- _EXTRACT PROVIDED_:
====

United States District Court, W.D. North Carolina, Charlotte Division

July 9, 2018

JIMMY LEE WILLIAMS, Petitioner,
v.
UNITED STATES OF AMERICA, Respondent.

          ORDER

          Frank D. Whitney Chief United States District Judge.

         THIS MATTER is before the Court on Petitioner's pro se Motion to Vacate, Set Aside or Correct Sentence under 28 U.S.C. § 2255, (Doc. No. 1).

         I. BACKGROUND

         Petitioner pled guilty in the underlying criminal case to two counts of conspiracy to defraud the United States and one count of money laundering and aiding and abetting. (3:15-cr-73, Doc. Nos. 19, 22, 24). The Court sentenced him to a total of 105 months' imprisonment. (3:15-cr-73, Doc. No. 40). Petitioner raised a single claim of ineffective assistance of counsel on direct appeal. The Fourth Circuit affirmed on November 21, 2016, because the record did not conclusively establish that counsel had provided ineffective assistance. United States v. Williams, 670 Fed.Appx. 795 (4th Cir. 2016).

         Petitioner filed the instant § 2255 Motion to Vacate on February 18, 2018. He raises claims of ineffective trial counsel, ineffective appellate counsel, prosecutorial misconduct, and trial court error. The petition does not address the timeliness and the Court ordered him to do so by June 4, 2018. (Doc. No. 3). Rather than complying, Petitioner filed Motions to stay these proceedings and for an extension of time to file an Amended § 2255 Motion to Vacate. (Doc. Nos. 2, 4). On June 6, 2018, the Court denied the Motion to stay and granted Petitioner 20 days to file his Amended § 2255 Motion to Vacate. (Doc. No. 6). The time for filing an Amended § 2255 Motion to Vacate has now expired.

====

- _MATERIAL SUPPLIED_:
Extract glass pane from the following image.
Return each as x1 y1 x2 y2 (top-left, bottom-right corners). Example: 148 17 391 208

====

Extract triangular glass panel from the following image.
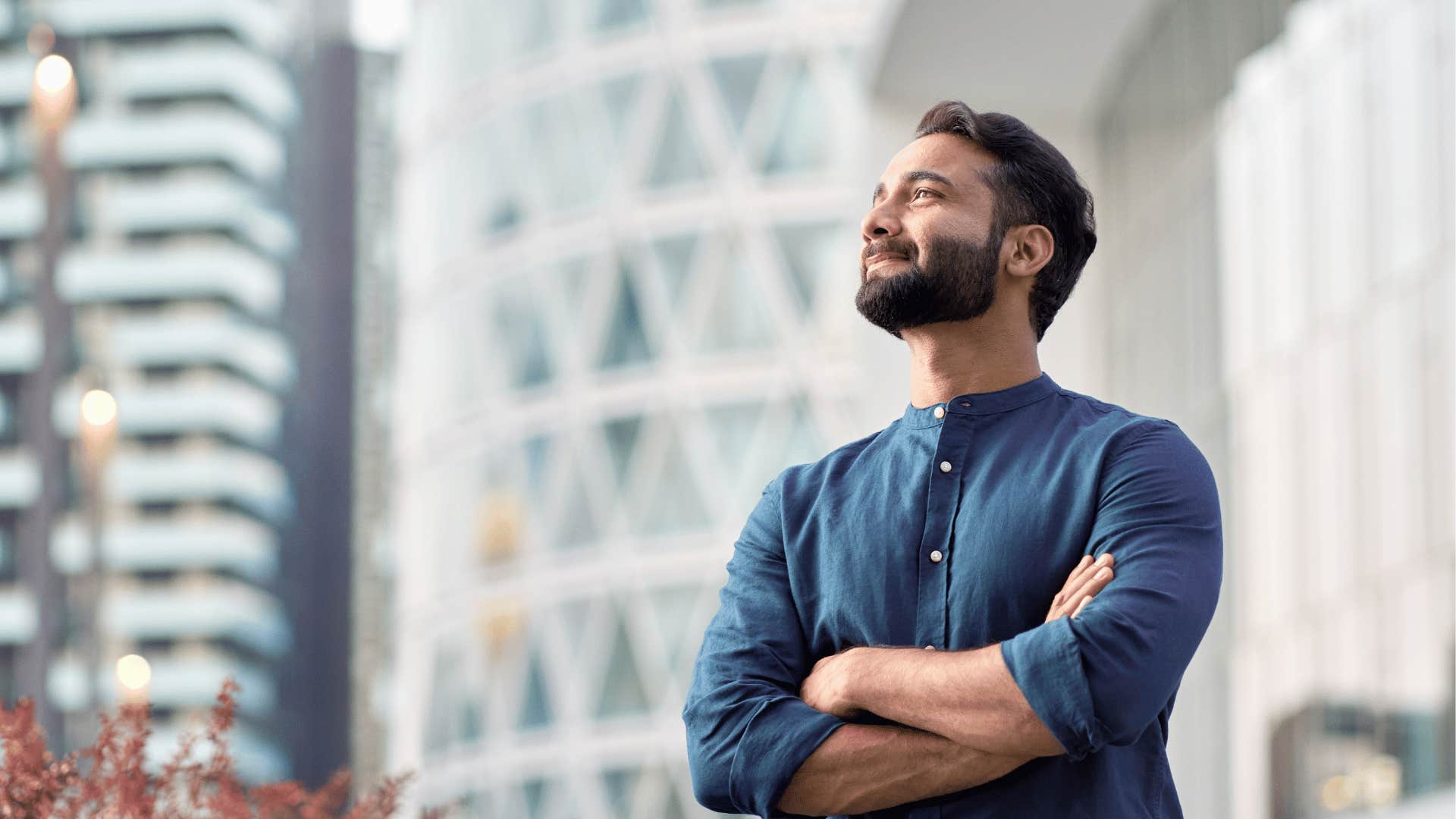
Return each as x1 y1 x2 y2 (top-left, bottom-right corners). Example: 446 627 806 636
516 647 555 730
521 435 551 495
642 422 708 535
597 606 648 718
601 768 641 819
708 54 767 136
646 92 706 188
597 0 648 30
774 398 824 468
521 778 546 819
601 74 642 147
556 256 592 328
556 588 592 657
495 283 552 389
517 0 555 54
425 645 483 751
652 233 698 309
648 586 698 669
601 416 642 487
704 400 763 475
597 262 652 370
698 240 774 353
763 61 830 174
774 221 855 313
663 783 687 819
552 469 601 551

====

- _COMPLETE THE FOLLOWING_:
1. Transcribe the court order from "Frank D. Whitney" up to and including "(4th Cir. 2016).".
2. Translate this sentence from the court order into Spanish: "The Court sentenced him to a total of 105 months' imprisonment."
3. Resume the court order after its last sentence and write the section that comes next.

- _ANSWERS TO THE TASKS_:
1.
Frank D. Whitney Chief United States District Judge.

         THIS MATTER is before the Court on Petitioner's pro se Motion to Vacate, Set Aside or Correct Sentence under 28 U.S.C. § 2255, (Doc. No. 1).

         I. BACKGROUND

         Petitioner pled guilty in the underlying criminal case to two counts of conspiracy to defraud the United States and one count of money laundering and aiding and abetting. (3:15-cr-73, Doc. Nos. 19, 22, 24). The Court sentenced him to a total of 105 months' imprisonment. (3:15-cr-73, Doc. No. 40). Petitioner raised a single claim of ineffective assistance of counsel on direct appeal. The Fourth Circuit affirmed on November 21, 2016, because the record did not conclusively establish that counsel had provided ineffective assistance. United States v. Williams, 670 Fed.Appx. 795 (4th Cir. 2016).

2. El Tribunal lo condenó a un total de 105 meses de prisión.

3.
         II. STANDARD OF REVIEW

         A federal prisoner claiming that his “sentence was imposed in violation of the Constitution or the laws of the United States, or that the court was without jurisdiction to impose such sentence, or that the sentence was in excess of the maximum authorized by law, or is otherwise subject to collateral attack, may move the court which imposed the sentence to vacate, set aside or correct the sentence.” 28 U.S.C. § 2255(a). Rule 4(b) of the Rules Governing Section 2255 Proceedings provides that courts are to promptly examine motions to vacate, along with “any attached exhibits and the record of prior proceedings . . .” in order to determine whether the petitioner is entitled to any relief on the claims set forth therein. After examining the record in this matter, the Court finds that the argument presented by the Petitioner can be resolved based on the record and governing case law. See Raines v. United States, 423 F.2d 526, 529 (4th Cir. 1970).

         III. DISCUSSION

         (1) Limitations

         A one-year statute of limitation applies to motions to vacate under § 2255, which runs from the latest of:

(1) the date on which the judgment of conviction becomes final;
(2) the date on which the impediment to making a motion created by governmental action in violation of the Constitution or laws of the United States is removed, if the movant was prevented from making a motion by such governmental action;
(3) the date on which the right asserted was initially recognized by the Supreme Court, if that right has been newly recognized by the Supreme Court and made retroactively applicable to cases on collateral review; or
(4) the date on which the facts supporting the claim or claims presented could have been discovered through the ...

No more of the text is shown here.